== PROBLEM TO SOLVE ==
Extract each record and reproduce it exactly.

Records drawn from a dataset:
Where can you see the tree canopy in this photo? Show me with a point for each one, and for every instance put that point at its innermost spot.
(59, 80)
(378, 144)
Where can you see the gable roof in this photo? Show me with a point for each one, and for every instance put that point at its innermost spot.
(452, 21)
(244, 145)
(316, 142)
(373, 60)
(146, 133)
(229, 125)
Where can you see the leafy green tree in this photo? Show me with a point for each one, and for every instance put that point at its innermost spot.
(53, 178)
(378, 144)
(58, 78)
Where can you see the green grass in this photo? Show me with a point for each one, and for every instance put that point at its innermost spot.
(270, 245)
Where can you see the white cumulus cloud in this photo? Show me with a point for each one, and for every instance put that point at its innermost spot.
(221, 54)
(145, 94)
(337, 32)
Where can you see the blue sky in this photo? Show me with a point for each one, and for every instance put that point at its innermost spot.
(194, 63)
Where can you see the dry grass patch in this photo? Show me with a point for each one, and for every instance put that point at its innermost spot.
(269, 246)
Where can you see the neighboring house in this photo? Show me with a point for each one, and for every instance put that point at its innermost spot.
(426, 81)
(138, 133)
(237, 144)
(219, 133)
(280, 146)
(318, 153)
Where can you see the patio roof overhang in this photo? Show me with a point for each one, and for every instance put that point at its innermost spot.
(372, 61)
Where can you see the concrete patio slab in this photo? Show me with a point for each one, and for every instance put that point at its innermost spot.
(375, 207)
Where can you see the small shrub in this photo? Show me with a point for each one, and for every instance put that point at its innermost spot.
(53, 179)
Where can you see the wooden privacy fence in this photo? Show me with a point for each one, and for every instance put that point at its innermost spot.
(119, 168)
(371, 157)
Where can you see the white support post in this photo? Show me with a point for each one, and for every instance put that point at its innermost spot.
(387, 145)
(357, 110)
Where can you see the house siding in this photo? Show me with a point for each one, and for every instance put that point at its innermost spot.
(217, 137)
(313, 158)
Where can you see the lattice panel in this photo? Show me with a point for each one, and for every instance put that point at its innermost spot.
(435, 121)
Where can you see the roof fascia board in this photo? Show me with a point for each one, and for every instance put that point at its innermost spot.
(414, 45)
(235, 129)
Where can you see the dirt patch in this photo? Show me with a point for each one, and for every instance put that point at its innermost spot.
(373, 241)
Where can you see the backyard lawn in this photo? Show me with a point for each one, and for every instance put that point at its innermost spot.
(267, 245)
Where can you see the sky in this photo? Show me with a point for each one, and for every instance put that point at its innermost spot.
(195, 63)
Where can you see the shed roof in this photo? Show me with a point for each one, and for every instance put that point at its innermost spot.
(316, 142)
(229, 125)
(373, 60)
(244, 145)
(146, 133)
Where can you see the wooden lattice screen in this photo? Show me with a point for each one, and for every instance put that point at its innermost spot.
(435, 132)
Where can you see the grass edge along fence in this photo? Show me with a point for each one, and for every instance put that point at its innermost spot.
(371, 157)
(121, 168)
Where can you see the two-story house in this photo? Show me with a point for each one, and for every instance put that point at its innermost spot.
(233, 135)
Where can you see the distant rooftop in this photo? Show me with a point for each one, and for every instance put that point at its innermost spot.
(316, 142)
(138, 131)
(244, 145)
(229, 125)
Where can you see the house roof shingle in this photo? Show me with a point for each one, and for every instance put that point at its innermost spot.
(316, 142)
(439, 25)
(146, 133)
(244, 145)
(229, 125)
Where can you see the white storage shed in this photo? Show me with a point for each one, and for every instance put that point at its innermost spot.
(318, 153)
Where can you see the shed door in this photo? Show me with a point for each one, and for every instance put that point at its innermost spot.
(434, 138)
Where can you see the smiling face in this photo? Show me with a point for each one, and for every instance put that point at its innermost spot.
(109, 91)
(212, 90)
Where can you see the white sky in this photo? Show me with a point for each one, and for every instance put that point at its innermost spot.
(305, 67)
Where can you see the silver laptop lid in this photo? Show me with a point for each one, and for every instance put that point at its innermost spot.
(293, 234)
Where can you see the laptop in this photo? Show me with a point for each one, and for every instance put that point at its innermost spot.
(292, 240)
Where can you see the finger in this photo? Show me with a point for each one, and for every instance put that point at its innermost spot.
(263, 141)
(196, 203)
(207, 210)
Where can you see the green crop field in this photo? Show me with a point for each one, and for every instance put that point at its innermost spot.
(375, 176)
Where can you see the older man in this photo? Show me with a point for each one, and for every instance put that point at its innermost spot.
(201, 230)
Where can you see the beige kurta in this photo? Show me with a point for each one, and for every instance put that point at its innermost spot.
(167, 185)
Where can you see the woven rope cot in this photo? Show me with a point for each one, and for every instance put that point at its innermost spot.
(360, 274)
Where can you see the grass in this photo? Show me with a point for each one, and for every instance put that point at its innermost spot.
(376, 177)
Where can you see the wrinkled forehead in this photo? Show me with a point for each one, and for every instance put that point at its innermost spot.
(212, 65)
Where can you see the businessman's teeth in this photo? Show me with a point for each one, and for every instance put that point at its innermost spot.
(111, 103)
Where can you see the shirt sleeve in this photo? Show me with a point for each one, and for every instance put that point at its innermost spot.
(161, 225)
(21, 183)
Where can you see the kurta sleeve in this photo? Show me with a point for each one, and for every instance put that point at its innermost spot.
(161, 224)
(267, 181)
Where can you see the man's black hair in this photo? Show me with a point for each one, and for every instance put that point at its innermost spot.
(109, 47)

== ANSWER SECTION ==
Where can you see the tree canopy in this photo? Show me with a point for each one, and for every instance put that point at its innermost spot.
(59, 80)
(378, 144)
Where can you see the gable roof in this photo? Show me with a point for each one, and for every instance put that point at its innermost spot.
(452, 21)
(244, 145)
(316, 142)
(373, 60)
(146, 133)
(229, 125)
Where can you see the leafy green tree in this photo? Show me with a point for each one, and for every instance put that point at its innermost spot.
(53, 178)
(378, 144)
(58, 78)
Where can you see the green grass in this photo? Show me with a point for each one, and for every instance put that point at its innermost spot.
(270, 245)
Where can you see the white cumulus cloud in this photo? Show me with a point for each one, and for every instance put that point at its innermost spot.
(221, 54)
(145, 94)
(337, 32)
Where can you see the blue sky in this photo? Show me with a point for each one, and for every instance put that point at its innermost spot.
(194, 63)
Where can you see the dry grass patch in this photo? Show me with a point for each one, and for every instance put that point at its innermost spot.
(269, 246)
Where can you see the neighboring house in this photo? Show me with a point for each one, and for every instance put that point at its innermost spot.
(426, 81)
(138, 133)
(237, 144)
(219, 133)
(280, 146)
(318, 153)
Where can you see the patio roof overhang in this photo? Show me with a point for each one, and for every instance put that point at its innermost spot.
(372, 61)
Where can you see the concrete patio slab in this photo? Show me with a point for each one, and for every instance put that point at its innermost spot.
(375, 207)
Where can you see the small shrub in this photo? Show me with a point for each one, and for every instance put that point at its innermost spot.
(53, 179)
Where can you see the wooden privacy fence in this photo? Show me with a point for each one, and for every instance put that point at its innermost spot.
(119, 168)
(371, 157)
Where can you see the white support post in this photo? Show me with a point for each one, and for every instance put that point at its innermost spot.
(387, 145)
(357, 110)
Where can you see the house siding in this photo? Show me with a point for each one, and for every instance put that point at its innermost spot.
(217, 137)
(313, 158)
Where can you see the lattice panel in this photo? Show me with a point for each one, and for every instance put that point at its innermost spot.
(435, 121)
Where can you see the roof fascia board in this photo? Show me with a point for each one, and for every instance put that point at its innermost spot.
(414, 45)
(235, 129)
Where can you see the dirt patch in this photo? Show me with a point for each one, and for every instance put that point at its innermost spot.
(373, 241)
Where can you see the backyard lawn in this photo? Show me with a point for each one, and for every instance put that point at its innermost spot.
(267, 245)
Where can you see the sky in this photo? Show me with a point for each one, and for every instance put that point at its innermost spot.
(195, 63)
Where can you see the shed roof in this photo? Show me with a point for each one, and for every instance put that point at its innermost spot.
(316, 142)
(229, 125)
(373, 60)
(244, 145)
(146, 133)
Where can you see the wooden lattice screen in this photo? Show me with a point for each one, and for every instance put that point at its innermost spot.
(435, 132)
Where can you see the grass edge along fence in this photo? Show me with a point for each one, and for every instance put that point at its innermost spot.
(371, 157)
(121, 168)
Where can you see the two-story house in this photo? Show me with a point for each one, and for every instance put that point at its innermost spot.
(233, 135)
Where can you see the distant rooftop in this photo? Show me with a point for each one, and for every instance put that point at its innermost spot.
(316, 142)
(138, 131)
(244, 145)
(229, 125)
Where can you see the house roof shingle in this photo? Show me with a point for each one, and for every instance put that point at its innermost spot.
(316, 142)
(439, 25)
(146, 133)
(244, 145)
(229, 125)
Where can you see the white storage shed in this photo? Show me with a point for each one, and for every instance put that point at its innermost spot.
(318, 153)
Where can you see the shed door in this photo? Show me with a point for each one, and for every instance put that point at its innermost spot.
(434, 138)
Where can you see the smiling face in this photo? Show me with a point for each one, and for every instance put that point at its innermost spot.
(109, 91)
(212, 90)
Where can you see the white sky in this photo? Show me with a point for each one, and for every instance put that point at its innermost spot.
(305, 67)
Where can you see the silver laptop lid in this photo? Show me with a point for each one, and for every instance put that point at its innermost spot.
(293, 234)
Where can you see the laptop in this photo? Show me with a point for each one, and for every instance put that point at its innermost spot.
(292, 240)
Where can you see the finger in this photo? Show me with a point for each one, and for every instance put that point at its innermost spot.
(263, 141)
(196, 203)
(207, 210)
Where can you see the green crop field in this photo? Show me with a point for each one, and for every instance put that point at its innermost spot.
(375, 176)
Where can you see the older man in this photo? Show me with a point for each one, and for every instance put that point at its innermost spot.
(201, 230)
Where can you see the beige kurta in this photo? Show me with a point for each one, and for every instance put that point at its innermost spot.
(167, 185)
Where can you see the woven rope cot in this photo? Show me with a point for each one, and for every instance put that point at its innermost spot.
(360, 274)
Where can you see the grass in this photo? Show me with a point for each one, and for every instance put that point at its innermost spot.
(376, 177)
Where can you see the wrinkled forehead in this photo? Show me with a point for each one, and for every instance put that point at its innermost spot.
(212, 65)
Where can you see the businessman's teeth in this photo? Show me with a point for each one, and for every instance put that point at its innermost spot.
(111, 103)
Where can you see the shirt sleeve in this photo? Show me with a point for each one, and for every instance put that point at its innermost spot.
(161, 225)
(21, 183)
Where can you see the kurta sleeve in this photo? Show me with a point for each one, and for every instance put that point at its innermost spot.
(161, 224)
(267, 181)
Where can you see the man's black hair in this photo? Show me with a point for each one, and for every instance put that point at its innermost spot.
(109, 47)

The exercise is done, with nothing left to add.